PROBLEM REQUIREMENTS
Repeat, exactly and in full, the lines of the listing below, but without any pictures.

RECORDS TO PROCESS
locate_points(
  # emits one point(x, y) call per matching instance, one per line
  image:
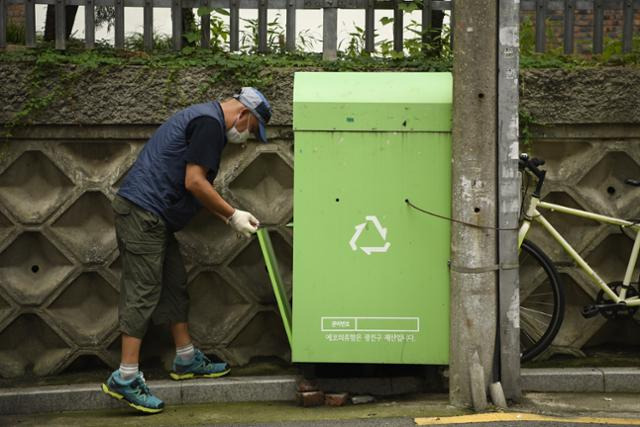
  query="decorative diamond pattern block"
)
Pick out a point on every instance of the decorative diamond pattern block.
point(216, 307)
point(5, 309)
point(604, 184)
point(609, 259)
point(88, 227)
point(33, 186)
point(207, 239)
point(96, 160)
point(264, 335)
point(265, 187)
point(29, 346)
point(87, 308)
point(5, 227)
point(31, 267)
point(250, 267)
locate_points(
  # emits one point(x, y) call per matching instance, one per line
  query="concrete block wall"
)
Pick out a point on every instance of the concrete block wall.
point(586, 126)
point(59, 265)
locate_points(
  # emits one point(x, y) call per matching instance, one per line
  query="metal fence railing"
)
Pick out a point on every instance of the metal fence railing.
point(568, 9)
point(329, 8)
point(543, 9)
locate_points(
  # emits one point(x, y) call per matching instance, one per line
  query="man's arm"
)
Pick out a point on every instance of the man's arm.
point(196, 182)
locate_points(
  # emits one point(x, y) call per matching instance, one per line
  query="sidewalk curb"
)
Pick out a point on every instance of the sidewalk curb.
point(85, 397)
point(583, 380)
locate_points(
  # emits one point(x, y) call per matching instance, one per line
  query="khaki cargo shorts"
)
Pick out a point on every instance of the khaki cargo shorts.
point(154, 280)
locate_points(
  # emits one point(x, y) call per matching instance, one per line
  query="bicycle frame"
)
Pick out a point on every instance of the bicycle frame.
point(533, 214)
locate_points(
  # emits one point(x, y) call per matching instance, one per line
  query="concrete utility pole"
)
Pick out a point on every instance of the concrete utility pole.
point(509, 196)
point(473, 251)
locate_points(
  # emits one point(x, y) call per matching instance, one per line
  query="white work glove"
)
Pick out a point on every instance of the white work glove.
point(243, 222)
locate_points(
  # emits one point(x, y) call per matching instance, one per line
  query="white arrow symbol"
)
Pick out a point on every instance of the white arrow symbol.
point(382, 231)
point(359, 229)
point(369, 249)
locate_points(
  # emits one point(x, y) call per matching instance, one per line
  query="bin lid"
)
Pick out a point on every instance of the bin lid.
point(375, 101)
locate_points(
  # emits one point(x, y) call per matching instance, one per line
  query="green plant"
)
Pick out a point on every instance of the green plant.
point(135, 41)
point(219, 31)
point(612, 51)
point(275, 36)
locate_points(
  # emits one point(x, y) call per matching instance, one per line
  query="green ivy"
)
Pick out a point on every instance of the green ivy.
point(53, 73)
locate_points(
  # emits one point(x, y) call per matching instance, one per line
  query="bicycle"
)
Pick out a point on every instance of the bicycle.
point(541, 294)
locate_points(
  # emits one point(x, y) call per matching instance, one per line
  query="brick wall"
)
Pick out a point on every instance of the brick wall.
point(583, 27)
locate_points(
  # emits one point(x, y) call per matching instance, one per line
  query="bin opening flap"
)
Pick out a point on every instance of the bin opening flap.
point(276, 279)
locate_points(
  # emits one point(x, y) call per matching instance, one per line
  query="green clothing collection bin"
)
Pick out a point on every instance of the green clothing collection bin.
point(370, 273)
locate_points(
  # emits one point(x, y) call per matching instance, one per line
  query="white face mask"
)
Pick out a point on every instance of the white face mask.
point(236, 137)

TASK OUTPUT
locate_points(
  # emits one point(x, y) call per matching instance, one per line
  image:
  query="decorative diamond pattern block"
)
Pick out a point on every instance of the decorative diamond pattern block.
point(216, 307)
point(5, 309)
point(604, 184)
point(609, 259)
point(88, 227)
point(33, 186)
point(207, 239)
point(96, 160)
point(264, 335)
point(265, 187)
point(29, 346)
point(87, 308)
point(5, 227)
point(31, 267)
point(250, 267)
locate_points(
  # emits one point(x, y) call per matching instance, one per line
  query="concrete block wall"
)
Pick out a point on every instance of the concrete block wall.
point(586, 126)
point(59, 265)
locate_points(
  # emits one point(x, y) call per matching instance, one per line
  query="metal fence railing"
)
Pick out a point on every instance of the metal fence railing.
point(568, 9)
point(329, 8)
point(543, 9)
locate_points(
  # emits one point(x, y) call per matching instance, one per line
  query="man's arm"
)
Pick out a point on every instance of the man's arm.
point(196, 182)
locate_points(
  # emits one point(x, y) call per matching instance, one per line
  query="sidewalk curb"
)
Pick out a point on every instance of the sidewalk curb.
point(85, 397)
point(583, 380)
locate_points(
  # emits one point(x, y) call per matching instance, one per line
  query="khaki cargo shorts"
)
Pick out a point on every instance of the khaki cargo shorts.
point(154, 280)
locate_points(
  # emits one point(x, y) call per matching instance, one per line
  query="bicycle frame"
)
Pick out a point on every instance of the bicycle frame.
point(533, 214)
locate_points(
  # emits one point(x, y) call per matching instance, one per line
  query="concrete utility pole"
)
Pick out a point on every instance of the concrete utility pole.
point(509, 196)
point(473, 251)
locate_points(
  # emits one point(x, y) call per matching instance, one per line
  query="white work glove"
)
Pick out a point on every instance of the white work glove.
point(243, 222)
locate_points(
  # emits one point(x, y) call per matching instance, one per line
  query="white arrow symbol"
)
Pick out a point on every instance of the white arrow symbol.
point(382, 231)
point(359, 229)
point(369, 249)
locate_points(
  # emits one point(x, y) call per matching instance, one per line
  query="bin lid"
)
Pick out a point on every instance of the bin lid.
point(375, 101)
locate_points(
  # emits one point(x, y) call per matching instance, one per line
  query="green plant"
)
Pick out a point on every instance of the green plant.
point(135, 41)
point(219, 31)
point(612, 51)
point(275, 36)
locate_points(
  # emits one point(x, y) call per matching instance, one per line
  query="green ivy"
)
Pick out a point on every instance of the green ivy.
point(53, 73)
locate_points(
  # emits one point(x, y) call per matching instance, one per line
  query="bicycle"
)
Pick out a point on every instance of the bicycle.
point(541, 294)
locate_points(
  # emits one point(x, y) call per matching instance, one per line
  query="brick wall"
)
Pick out a point on every instance of the brick wall.
point(583, 27)
locate_points(
  # emits one point(x, y) call per matching instance, one per line
  query="bin opening flap"
)
Pick out a point on every instance of the bin opening flap.
point(276, 279)
locate_points(
  # emits one point(x, y) call per matching instance, one per line
  query="green clothing collection bin"
)
Pick out a point on every instance of the green clothing collection bin.
point(370, 273)
locate_points(
  # emits one point(x, y) call per matching instance, one per line
  query="white face mask"
)
Pick out a point on every instance of the white face mask.
point(236, 137)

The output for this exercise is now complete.